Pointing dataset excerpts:
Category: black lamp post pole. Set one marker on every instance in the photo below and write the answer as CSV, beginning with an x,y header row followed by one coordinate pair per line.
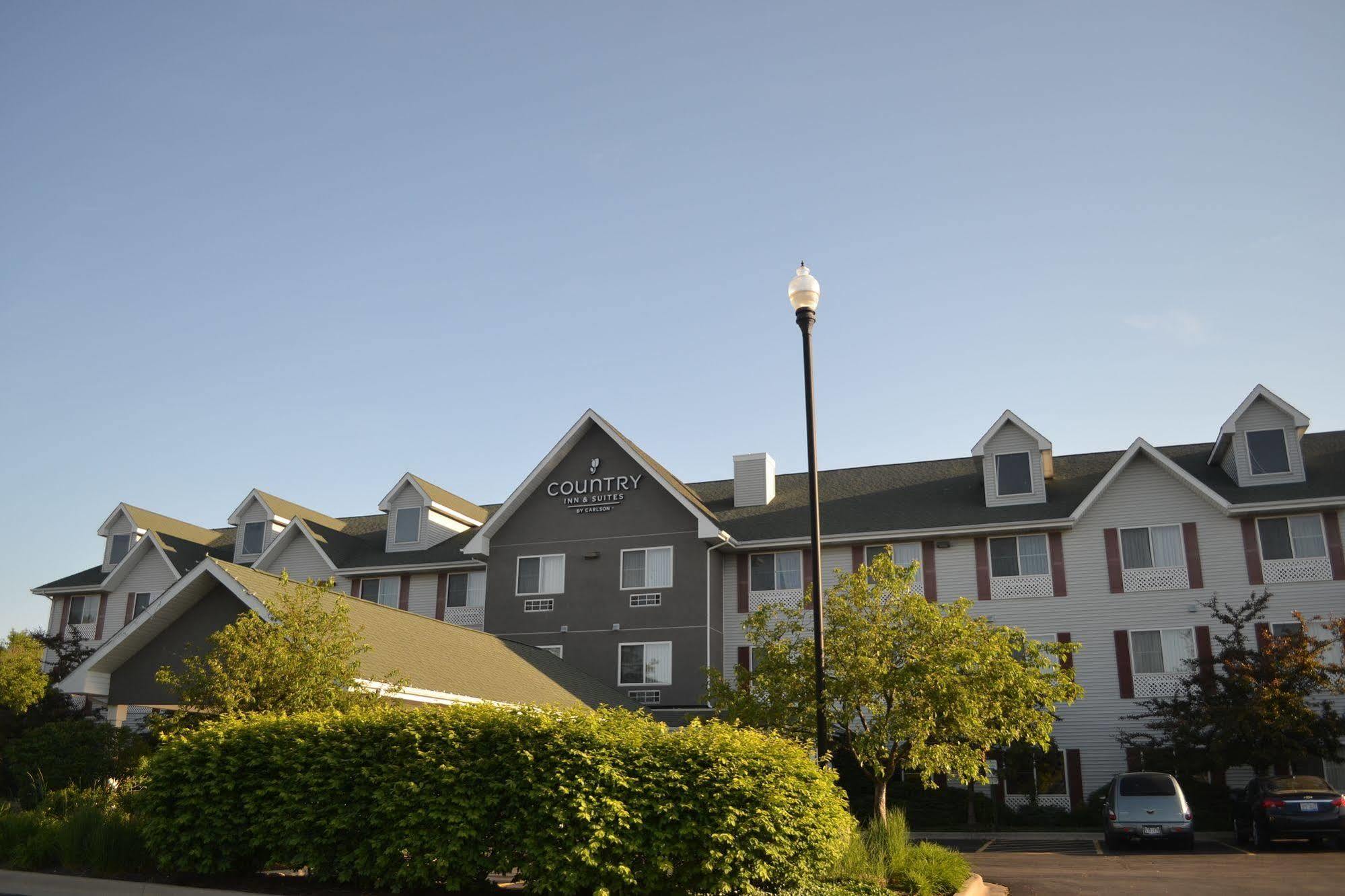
x,y
806,318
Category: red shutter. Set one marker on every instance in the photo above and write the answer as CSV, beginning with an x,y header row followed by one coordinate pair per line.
x,y
1194,570
1204,656
982,570
1332,524
1251,551
744,583
1124,676
1075,776
1058,563
102,615
440,595
1063,638
1112,542
927,571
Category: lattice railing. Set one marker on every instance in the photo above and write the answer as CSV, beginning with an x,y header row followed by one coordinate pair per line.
x,y
1021,587
1157,684
466,617
1156,579
1297,570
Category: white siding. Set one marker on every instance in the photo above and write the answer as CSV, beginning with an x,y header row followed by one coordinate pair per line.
x,y
1262,415
1012,439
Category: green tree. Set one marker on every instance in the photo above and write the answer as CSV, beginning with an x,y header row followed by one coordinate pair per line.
x,y
307,657
22,680
910,684
1256,704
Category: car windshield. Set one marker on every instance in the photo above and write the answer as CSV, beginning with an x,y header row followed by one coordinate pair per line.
x,y
1148,786
1296,782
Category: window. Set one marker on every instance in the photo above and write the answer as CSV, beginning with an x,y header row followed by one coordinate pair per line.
x,y
120,547
408,527
381,591
649,664
253,537
778,572
1163,650
541,575
1266,451
1152,547
1013,474
83,610
1019,556
1292,537
467,590
647,568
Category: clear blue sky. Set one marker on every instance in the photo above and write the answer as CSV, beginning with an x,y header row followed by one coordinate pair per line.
x,y
307,247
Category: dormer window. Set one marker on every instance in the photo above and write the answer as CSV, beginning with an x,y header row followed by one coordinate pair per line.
x,y
1268,451
1013,474
254,536
120,547
406,531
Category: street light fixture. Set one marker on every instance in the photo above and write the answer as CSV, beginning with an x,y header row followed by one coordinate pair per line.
x,y
803,295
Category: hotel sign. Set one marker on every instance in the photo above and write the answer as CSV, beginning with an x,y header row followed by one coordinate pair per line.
x,y
595,494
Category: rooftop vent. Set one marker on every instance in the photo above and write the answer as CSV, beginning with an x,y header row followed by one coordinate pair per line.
x,y
754,480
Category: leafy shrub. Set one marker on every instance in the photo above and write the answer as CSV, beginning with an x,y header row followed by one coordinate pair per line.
x,y
579,802
75,751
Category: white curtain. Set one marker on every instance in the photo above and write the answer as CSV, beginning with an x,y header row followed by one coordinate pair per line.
x,y
1307,533
658,664
553,575
1168,550
1148,649
658,572
1179,646
1032,556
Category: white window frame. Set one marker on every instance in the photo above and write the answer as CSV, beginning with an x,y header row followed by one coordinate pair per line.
x,y
1247,445
1121,547
242,544
397,525
397,590
85,603
1184,671
620,571
518,564
638,684
1321,528
803,582
1032,481
990,560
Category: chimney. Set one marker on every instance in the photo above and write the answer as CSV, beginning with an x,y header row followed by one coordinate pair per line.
x,y
754,480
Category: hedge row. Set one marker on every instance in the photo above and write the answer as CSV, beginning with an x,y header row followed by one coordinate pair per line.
x,y
579,802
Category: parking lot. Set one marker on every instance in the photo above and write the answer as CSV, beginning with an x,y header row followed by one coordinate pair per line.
x,y
1067,866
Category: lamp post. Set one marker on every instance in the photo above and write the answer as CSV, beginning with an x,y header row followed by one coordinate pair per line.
x,y
803,295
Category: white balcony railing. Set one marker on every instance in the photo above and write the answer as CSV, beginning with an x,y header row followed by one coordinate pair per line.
x,y
1156,579
466,617
1157,684
1004,587
1297,570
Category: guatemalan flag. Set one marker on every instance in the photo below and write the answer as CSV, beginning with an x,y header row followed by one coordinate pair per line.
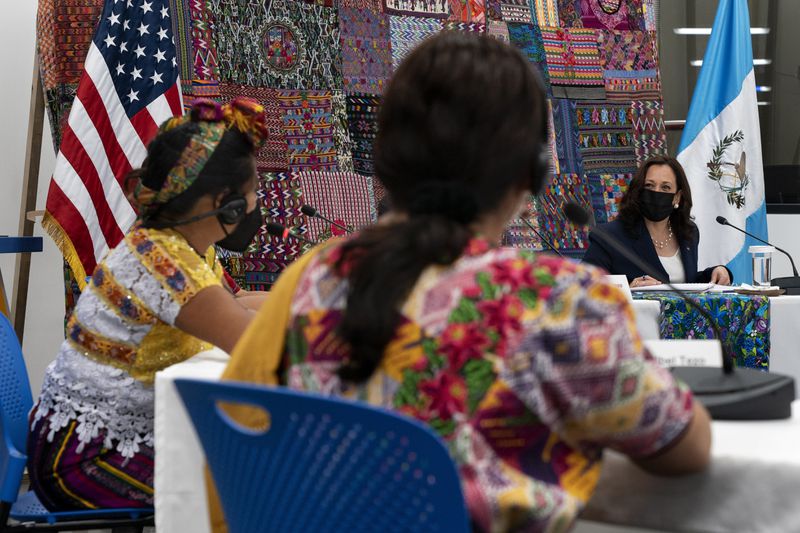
x,y
721,145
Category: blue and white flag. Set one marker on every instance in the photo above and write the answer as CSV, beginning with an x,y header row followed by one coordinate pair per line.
x,y
721,145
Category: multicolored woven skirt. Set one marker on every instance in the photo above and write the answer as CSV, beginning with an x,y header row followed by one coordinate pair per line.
x,y
65,479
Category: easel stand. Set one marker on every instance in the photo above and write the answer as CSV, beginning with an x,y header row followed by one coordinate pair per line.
x,y
30,186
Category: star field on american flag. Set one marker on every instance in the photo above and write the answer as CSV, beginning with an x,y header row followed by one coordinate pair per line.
x,y
129,86
136,42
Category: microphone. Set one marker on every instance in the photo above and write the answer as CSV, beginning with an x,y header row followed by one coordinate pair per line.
x,y
740,394
790,283
309,211
239,203
282,232
541,237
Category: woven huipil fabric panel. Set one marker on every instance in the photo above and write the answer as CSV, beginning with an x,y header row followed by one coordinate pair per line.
x,y
408,32
650,11
284,44
624,87
64,29
518,234
362,119
611,14
467,11
308,129
605,137
528,39
552,222
274,155
629,50
573,63
649,132
566,131
280,198
498,30
366,51
418,8
516,12
345,197
545,12
607,191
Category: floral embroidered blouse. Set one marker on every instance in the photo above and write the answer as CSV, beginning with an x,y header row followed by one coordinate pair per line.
x,y
527,366
120,334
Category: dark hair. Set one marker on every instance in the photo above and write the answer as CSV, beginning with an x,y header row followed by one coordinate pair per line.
x,y
228,169
681,219
461,126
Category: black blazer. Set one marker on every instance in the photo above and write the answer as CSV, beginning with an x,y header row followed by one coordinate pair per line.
x,y
639,242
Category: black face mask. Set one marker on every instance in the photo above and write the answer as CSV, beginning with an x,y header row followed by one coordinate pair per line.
x,y
240,238
654,205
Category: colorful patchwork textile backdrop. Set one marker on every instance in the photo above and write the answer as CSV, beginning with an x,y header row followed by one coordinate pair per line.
x,y
743,322
319,67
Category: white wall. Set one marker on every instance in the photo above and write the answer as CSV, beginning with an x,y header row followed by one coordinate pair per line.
x,y
44,320
784,231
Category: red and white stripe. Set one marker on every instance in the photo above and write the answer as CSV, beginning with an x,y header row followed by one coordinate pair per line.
x,y
99,146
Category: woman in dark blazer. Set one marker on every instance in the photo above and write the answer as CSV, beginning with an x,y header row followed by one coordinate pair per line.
x,y
655,223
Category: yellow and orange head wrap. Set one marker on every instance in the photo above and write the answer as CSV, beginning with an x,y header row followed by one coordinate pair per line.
x,y
213,120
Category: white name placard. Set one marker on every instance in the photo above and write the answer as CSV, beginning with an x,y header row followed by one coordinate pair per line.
x,y
686,352
621,282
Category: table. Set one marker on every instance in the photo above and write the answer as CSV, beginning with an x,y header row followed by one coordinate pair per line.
x,y
751,486
180,488
784,331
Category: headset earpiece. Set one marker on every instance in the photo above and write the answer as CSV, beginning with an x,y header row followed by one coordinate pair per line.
x,y
232,209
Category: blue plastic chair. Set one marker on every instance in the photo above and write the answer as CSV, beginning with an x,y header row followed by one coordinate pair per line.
x,y
324,464
15,404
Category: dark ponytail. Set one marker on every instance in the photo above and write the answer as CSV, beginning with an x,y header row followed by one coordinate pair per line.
x,y
461,127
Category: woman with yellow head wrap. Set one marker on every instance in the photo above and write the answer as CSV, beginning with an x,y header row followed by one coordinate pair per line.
x,y
153,301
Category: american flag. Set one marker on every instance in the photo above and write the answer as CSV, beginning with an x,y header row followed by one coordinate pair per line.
x,y
128,88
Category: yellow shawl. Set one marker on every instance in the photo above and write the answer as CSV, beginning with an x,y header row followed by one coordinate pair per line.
x,y
257,357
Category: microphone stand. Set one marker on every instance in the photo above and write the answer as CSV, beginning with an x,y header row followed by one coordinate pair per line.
x,y
791,284
740,394
541,237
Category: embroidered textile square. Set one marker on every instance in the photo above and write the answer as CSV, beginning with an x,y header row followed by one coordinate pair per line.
x,y
418,8
552,222
408,32
573,60
605,137
274,154
467,11
283,44
362,119
626,89
545,12
628,50
649,132
308,129
611,14
366,53
528,39
566,132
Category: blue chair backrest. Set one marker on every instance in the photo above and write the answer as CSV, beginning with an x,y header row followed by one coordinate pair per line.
x,y
324,464
15,403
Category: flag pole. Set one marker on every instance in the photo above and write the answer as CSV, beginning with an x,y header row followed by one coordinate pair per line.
x,y
30,187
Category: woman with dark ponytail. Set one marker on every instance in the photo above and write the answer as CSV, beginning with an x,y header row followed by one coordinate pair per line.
x,y
527,365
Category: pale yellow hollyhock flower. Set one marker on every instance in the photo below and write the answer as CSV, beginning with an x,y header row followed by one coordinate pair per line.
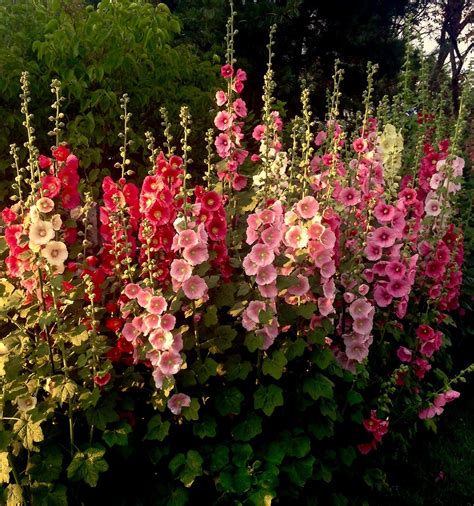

WHAT IS NEEDED:
Scale the part of the rows that begins with the line containing "Category: american flag." and runs through the end of the rows, repeating every line, requests included, with each coordinate in the answers multiplied by 1.05 and rounded to a whole number, halves rounded up. Leave the pictures out.

EXPECTED ANSWER:
Category: american flag. Set one marker on every instance in the photo above and write the answer as CSV, beginning with an x,y header row followed by one coordinate pair per line.
x,y
134,92
Category: yellow shawl. Set one marker on every instance in the photo above and write the answer as CSV, beginning with an x,y header row followed by one coordinate pair per line.
x,y
270,375
Category: microphone stand. Set one marker on every instance in the photo above and write the answer as CSV, beginning with an x,y header row followed by one coordinate pair per line.
x,y
831,298
777,414
568,249
Category: embroidered textile square. Set one marker on every instance in the photo above and write the answer as CSV, beginning with an x,y header row followed by one coordinate pair per line.
x,y
439,8
580,233
428,34
602,63
635,144
288,162
490,12
297,46
380,125
657,93
572,13
659,53
681,139
323,135
642,15
384,56
554,41
594,139
Category: blue chair backrest. Set one marker on every instance in the photo above and write the answer as CSV, beginning with an x,y header row followed by one coordinate pair per line.
x,y
340,487
16,423
Category: flag pole. Set one marker on every instance in the photo above and write the answer as CSV, beginning with an x,y header row followed by one coordinate pair per line.
x,y
32,196
Category: woman with dark ponytail. Set one marker on every instance in the photo above and write the answer as CSV, beginning with an x,y header row followed by one coordinate pair per line.
x,y
553,383
Category: pale yellow hollyhock flower. Set one marker on every instance in the photo below and write the answer as CSV, beginning with an x,y header row followed by one coordinate pair per line.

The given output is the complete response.